Return each of the items below line for line, with no changes, and leave out the pictures.

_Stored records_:
--- start ---
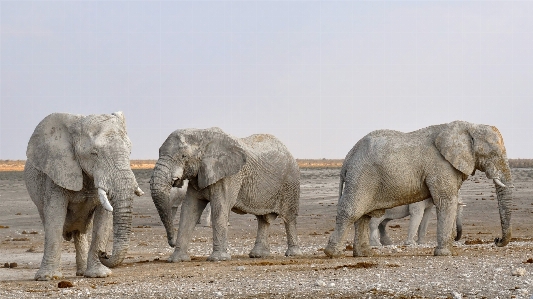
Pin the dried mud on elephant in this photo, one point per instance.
(479, 270)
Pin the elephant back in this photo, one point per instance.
(270, 178)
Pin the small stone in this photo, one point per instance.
(518, 272)
(64, 284)
(320, 283)
(457, 295)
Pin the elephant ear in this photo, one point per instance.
(455, 143)
(222, 157)
(51, 151)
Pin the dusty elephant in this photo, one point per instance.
(77, 173)
(418, 223)
(388, 168)
(255, 175)
(177, 195)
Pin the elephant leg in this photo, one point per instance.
(422, 229)
(416, 211)
(383, 235)
(82, 247)
(191, 210)
(345, 217)
(261, 247)
(293, 249)
(206, 216)
(361, 243)
(374, 231)
(102, 224)
(333, 249)
(54, 214)
(446, 210)
(219, 223)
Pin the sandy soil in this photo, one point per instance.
(479, 270)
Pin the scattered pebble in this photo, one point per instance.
(518, 272)
(457, 295)
(320, 283)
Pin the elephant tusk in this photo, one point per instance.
(104, 201)
(499, 183)
(139, 192)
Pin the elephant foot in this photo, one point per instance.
(259, 251)
(46, 274)
(179, 256)
(362, 251)
(293, 251)
(332, 252)
(442, 252)
(386, 241)
(219, 256)
(99, 271)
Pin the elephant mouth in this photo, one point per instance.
(177, 182)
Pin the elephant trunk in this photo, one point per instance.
(505, 197)
(118, 182)
(160, 186)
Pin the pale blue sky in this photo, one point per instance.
(319, 75)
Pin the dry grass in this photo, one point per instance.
(18, 165)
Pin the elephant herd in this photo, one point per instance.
(78, 173)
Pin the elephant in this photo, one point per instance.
(419, 213)
(177, 195)
(78, 175)
(388, 168)
(254, 175)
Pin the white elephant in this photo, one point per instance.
(388, 168)
(77, 173)
(420, 213)
(255, 175)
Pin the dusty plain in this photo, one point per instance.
(479, 270)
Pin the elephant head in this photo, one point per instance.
(69, 148)
(470, 147)
(201, 156)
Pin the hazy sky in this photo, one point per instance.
(319, 75)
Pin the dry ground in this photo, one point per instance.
(480, 270)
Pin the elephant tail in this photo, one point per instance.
(341, 182)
--- end ---
_WRITTEN ANSWER_:
Pin the dried mud on elephant in this photo, one point per instance.
(479, 270)
Pin the elephant back in this photo, one point per instance.
(270, 178)
Pin the small stone in this photo, one point per instance.
(518, 272)
(64, 284)
(320, 283)
(457, 295)
Pin the elephant ear in this photo, one point per instance.
(455, 143)
(222, 157)
(51, 151)
Pin the dusty elephant in this photo, one point per instance.
(77, 173)
(418, 223)
(388, 168)
(255, 175)
(177, 195)
Pin the elephant leg in this photo, one point per instance.
(422, 229)
(416, 211)
(383, 235)
(82, 247)
(191, 210)
(345, 217)
(261, 247)
(293, 249)
(206, 216)
(361, 243)
(374, 231)
(102, 224)
(333, 249)
(54, 214)
(446, 210)
(219, 223)
Pin the sandy soil in this photo, one point per instance.
(479, 270)
Pin the scattered pebble in this photo, one point per instance.
(518, 272)
(457, 295)
(320, 283)
Pin the elephant tusk in this photo, one point per instance.
(104, 201)
(499, 183)
(139, 192)
Pin the elephant foot in this photo, one point per instance.
(259, 251)
(46, 274)
(179, 256)
(362, 251)
(293, 251)
(332, 252)
(442, 252)
(386, 241)
(219, 256)
(99, 271)
Pin the elephant mouth in this photo, one point per instance.
(177, 182)
Pin the elephant trunk in this photo, one point per instance.
(505, 197)
(118, 182)
(160, 186)
Pin the pale blue sky in this photo, one point per instance.
(319, 75)
Pin the dry grass in this photo, one point per instance.
(18, 165)
Pin the elephant herd in this photo, one point per instance.
(78, 173)
Pin the elephant in this photo, one point per instance.
(419, 213)
(177, 195)
(78, 175)
(388, 168)
(254, 175)
Pin the white elephant in this photo, one point per instance.
(388, 168)
(77, 173)
(420, 213)
(255, 175)
Pin the dusty plain in this photo, one point per instance.
(479, 270)
Pin the elephant head in this photo, one point per instance.
(69, 148)
(470, 147)
(201, 156)
Pin the hazy sky in this photo, one point per instance.
(319, 75)
Pin the dry ground in this photo, one point per instance.
(480, 270)
Pin the elephant tail in this photo, one point per instance.
(341, 182)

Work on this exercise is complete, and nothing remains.